[Dataset extracts labeled with boxes]
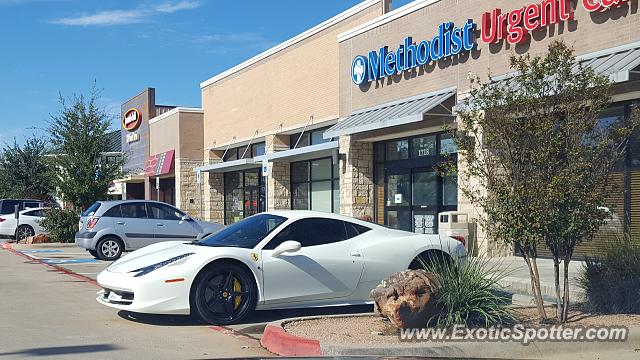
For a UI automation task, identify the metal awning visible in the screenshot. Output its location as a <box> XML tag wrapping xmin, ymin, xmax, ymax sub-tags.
<box><xmin>492</xmin><ymin>42</ymin><xmax>640</xmax><ymax>83</ymax></box>
<box><xmin>576</xmin><ymin>42</ymin><xmax>640</xmax><ymax>83</ymax></box>
<box><xmin>195</xmin><ymin>158</ymin><xmax>260</xmax><ymax>173</ymax></box>
<box><xmin>253</xmin><ymin>141</ymin><xmax>340</xmax><ymax>163</ymax></box>
<box><xmin>324</xmin><ymin>87</ymin><xmax>457</xmax><ymax>139</ymax></box>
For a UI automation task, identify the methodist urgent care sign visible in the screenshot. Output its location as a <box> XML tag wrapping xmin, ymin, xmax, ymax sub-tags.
<box><xmin>351</xmin><ymin>0</ymin><xmax>632</xmax><ymax>85</ymax></box>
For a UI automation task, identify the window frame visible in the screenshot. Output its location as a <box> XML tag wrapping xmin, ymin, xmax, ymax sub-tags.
<box><xmin>289</xmin><ymin>156</ymin><xmax>340</xmax><ymax>213</ymax></box>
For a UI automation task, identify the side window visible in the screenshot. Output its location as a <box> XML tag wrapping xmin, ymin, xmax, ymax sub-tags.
<box><xmin>24</xmin><ymin>202</ymin><xmax>42</xmax><ymax>210</ymax></box>
<box><xmin>23</xmin><ymin>210</ymin><xmax>44</xmax><ymax>217</ymax></box>
<box><xmin>0</xmin><ymin>200</ymin><xmax>19</xmax><ymax>215</ymax></box>
<box><xmin>264</xmin><ymin>218</ymin><xmax>347</xmax><ymax>250</ymax></box>
<box><xmin>120</xmin><ymin>203</ymin><xmax>147</xmax><ymax>219</ymax></box>
<box><xmin>344</xmin><ymin>221</ymin><xmax>371</xmax><ymax>239</ymax></box>
<box><xmin>102</xmin><ymin>205</ymin><xmax>122</xmax><ymax>217</ymax></box>
<box><xmin>149</xmin><ymin>203</ymin><xmax>183</xmax><ymax>220</ymax></box>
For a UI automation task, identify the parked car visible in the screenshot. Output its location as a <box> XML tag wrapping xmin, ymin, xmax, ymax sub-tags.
<box><xmin>97</xmin><ymin>211</ymin><xmax>467</xmax><ymax>324</ymax></box>
<box><xmin>75</xmin><ymin>200</ymin><xmax>223</xmax><ymax>261</ymax></box>
<box><xmin>0</xmin><ymin>208</ymin><xmax>47</xmax><ymax>241</ymax></box>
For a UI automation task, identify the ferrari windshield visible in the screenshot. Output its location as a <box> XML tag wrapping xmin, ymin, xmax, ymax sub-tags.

● **WHAT IS BEING ASKED**
Return every line above that contains the word "window", copied in full.

● **EXPECTED ANSWER**
For a UI automation task, identify the window frame visible in the screenshot. Output its location as a <box> XML tag wrapping xmin, ymin, xmax, ymax sub-tags.
For a UI automation task, identify the side window visible in the screenshot. Output its location as a <box> XML tag wrapping xmin, ymin, xmax, ymax sub-tags.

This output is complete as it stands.